[BRIEF]
Below are some entries; can you quote all of them exactly?

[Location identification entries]
■ ■ ■ ■ ■ ■ ■

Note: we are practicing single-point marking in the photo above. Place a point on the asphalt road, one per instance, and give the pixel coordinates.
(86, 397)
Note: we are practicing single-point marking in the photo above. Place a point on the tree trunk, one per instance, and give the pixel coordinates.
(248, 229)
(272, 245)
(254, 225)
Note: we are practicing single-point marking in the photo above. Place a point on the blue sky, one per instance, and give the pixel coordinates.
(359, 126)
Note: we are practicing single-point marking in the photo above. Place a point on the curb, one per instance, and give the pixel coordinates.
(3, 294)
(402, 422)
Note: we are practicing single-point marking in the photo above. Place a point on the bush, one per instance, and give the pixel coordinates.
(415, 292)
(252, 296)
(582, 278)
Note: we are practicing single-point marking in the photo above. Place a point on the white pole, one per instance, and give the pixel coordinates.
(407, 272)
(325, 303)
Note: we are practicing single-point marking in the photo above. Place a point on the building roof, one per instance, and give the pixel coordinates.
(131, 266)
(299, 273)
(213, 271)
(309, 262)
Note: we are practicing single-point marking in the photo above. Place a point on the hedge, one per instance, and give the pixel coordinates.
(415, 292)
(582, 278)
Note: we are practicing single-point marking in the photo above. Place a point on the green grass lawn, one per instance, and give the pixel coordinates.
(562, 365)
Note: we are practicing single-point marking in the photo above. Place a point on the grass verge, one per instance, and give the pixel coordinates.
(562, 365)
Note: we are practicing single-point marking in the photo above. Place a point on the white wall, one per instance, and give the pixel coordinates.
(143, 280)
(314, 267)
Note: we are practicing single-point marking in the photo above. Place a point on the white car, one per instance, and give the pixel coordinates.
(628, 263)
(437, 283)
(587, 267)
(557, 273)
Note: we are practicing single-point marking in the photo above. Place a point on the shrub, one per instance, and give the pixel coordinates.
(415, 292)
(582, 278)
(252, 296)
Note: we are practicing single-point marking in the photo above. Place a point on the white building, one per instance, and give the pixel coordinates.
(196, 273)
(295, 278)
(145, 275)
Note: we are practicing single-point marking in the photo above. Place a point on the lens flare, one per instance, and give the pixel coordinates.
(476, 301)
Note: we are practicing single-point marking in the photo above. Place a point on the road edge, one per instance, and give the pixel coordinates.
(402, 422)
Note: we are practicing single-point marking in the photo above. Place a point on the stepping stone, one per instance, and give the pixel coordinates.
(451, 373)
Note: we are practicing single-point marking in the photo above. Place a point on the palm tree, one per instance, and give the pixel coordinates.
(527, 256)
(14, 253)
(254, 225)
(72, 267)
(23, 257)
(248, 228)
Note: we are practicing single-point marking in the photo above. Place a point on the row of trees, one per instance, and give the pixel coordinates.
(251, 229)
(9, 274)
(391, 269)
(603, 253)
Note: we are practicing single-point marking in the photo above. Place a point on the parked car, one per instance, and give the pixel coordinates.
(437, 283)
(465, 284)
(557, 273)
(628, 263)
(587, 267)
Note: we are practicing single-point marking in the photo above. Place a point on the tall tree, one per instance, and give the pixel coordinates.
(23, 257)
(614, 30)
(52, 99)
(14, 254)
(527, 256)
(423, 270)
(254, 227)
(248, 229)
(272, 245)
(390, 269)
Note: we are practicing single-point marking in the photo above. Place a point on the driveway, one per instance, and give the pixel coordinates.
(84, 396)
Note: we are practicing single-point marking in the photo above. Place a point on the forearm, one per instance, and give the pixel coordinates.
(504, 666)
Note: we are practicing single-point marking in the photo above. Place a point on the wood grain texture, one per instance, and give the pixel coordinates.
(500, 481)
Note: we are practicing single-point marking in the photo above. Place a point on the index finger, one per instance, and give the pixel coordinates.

■ ■ ■ ■ ■ ■ ■

[ANSWER TO THE EXERCISE]
Note: we are practicing single-point marking in the photo above. Place a point on the asphalt road, one per instance, and give the pixel coordinates.
(86, 397)
Note: we are practicing single-point marking in the photo above. Place a point on the tree trunk, one per instance, and give the pixel coordinates.
(248, 229)
(272, 245)
(254, 225)
Note: we are practicing single-point marking in the photo above. Place a point on the blue sky, one per instance, and give the pixel coordinates.
(359, 126)
Note: we are practicing single-point marking in the photo above. Place a point on the curb, one per instance, and give the pixel coordinates.
(3, 294)
(402, 422)
Note: we are practicing single-point marking in the photo above. Place a point on the bush, one per instance, and give the pixel coordinates.
(415, 292)
(252, 296)
(582, 278)
Note: we are practicing single-point marking in the photo above. Place a point on the white pole, one per instance, and give the pixel coordinates.
(407, 272)
(325, 303)
Note: we are practicing single-point marking in the photo above. Place a point on the building roof, one per instance, and give the pixel coordinates.
(131, 266)
(299, 273)
(213, 271)
(309, 262)
Note: we are practicing single-point marking in the photo above. Place a point on the hedge, one per instance, and give the pixel coordinates.
(415, 292)
(582, 278)
Note: we are practicing single-point marking in the photo above. Place a point on the green grass lawn, one per instance, and give the pixel coordinates.
(562, 365)
Note: we are practicing single-point marking in the photo above. Place a point on the grass verge, one per instance, and give the pixel coordinates.
(562, 365)
Note: we are practicing single-point marking in the photo above. Place a point on the white wall, one per instance, and give the pixel coordinates.
(143, 280)
(314, 267)
Note: we are practicing single-point marking in the photo above. Place a point on the white car, one per instance, and give the pixel coordinates.
(628, 263)
(437, 283)
(587, 267)
(557, 273)
Note: we are practicing single-point marking in the photo above. Place a point on the shrub, one per instance, and give the pixel coordinates.
(415, 292)
(582, 278)
(252, 296)
Note: we are practicing single-point marking in the photo above. Place a point on the white building, one per instance, and give the pixel coordinates.
(196, 273)
(295, 278)
(145, 275)
Note: we are practicing single-point marking in the photo above. Place a point on the lens flare, one per instance, and give the pixel coordinates.
(476, 301)
Note: we are practicing single-point marking in the photo above. Place a point on the road edge, one per instance, and give the pixel coordinates.
(402, 422)
Note: we are practicing single-point marking in the photo above. Place a point on the stepping stone, one per instance, and give the pixel coordinates.
(451, 373)
Note: we are practicing single-point marking in the photo above. Place a point on the palm tree, one per instance, and give the pixel coordinates.
(527, 256)
(14, 253)
(254, 225)
(72, 267)
(23, 257)
(248, 228)
Note: we are practicing single-point marking in the photo above. Place a point on the row of trees, one per instance, and give the pixel coordinates.
(251, 229)
(9, 274)
(391, 269)
(603, 253)
Note: we are practicing single-point marking in the photo above. Place a point on the parked car, one per instance, and give the pixel coordinates.
(437, 283)
(465, 284)
(557, 273)
(628, 263)
(587, 267)
Note: we are practicing single-point marking in the photo above. Place a point on the tall tree, one per instance, and give the pixel coordinates.
(23, 257)
(614, 30)
(52, 99)
(14, 254)
(527, 256)
(423, 270)
(254, 227)
(248, 229)
(272, 245)
(390, 269)
Note: we are practicing single-point marking in the photo above. Place a point on the driveway, one per instance, and give the pixel coordinates.
(84, 396)
Note: we are practicing single-point marking in the photo above. Place a point on the forearm, one per instance, and give the pixel coordinates.
(504, 666)
Note: we are practicing single-point marking in the photo above. Place a point on the wood grain texture, one per instance, and give the pixel coordinates.
(500, 481)
Note: we are practicing single-point marking in the photo above. Place a point on the index finger, one per instance, and give the pixel coordinates.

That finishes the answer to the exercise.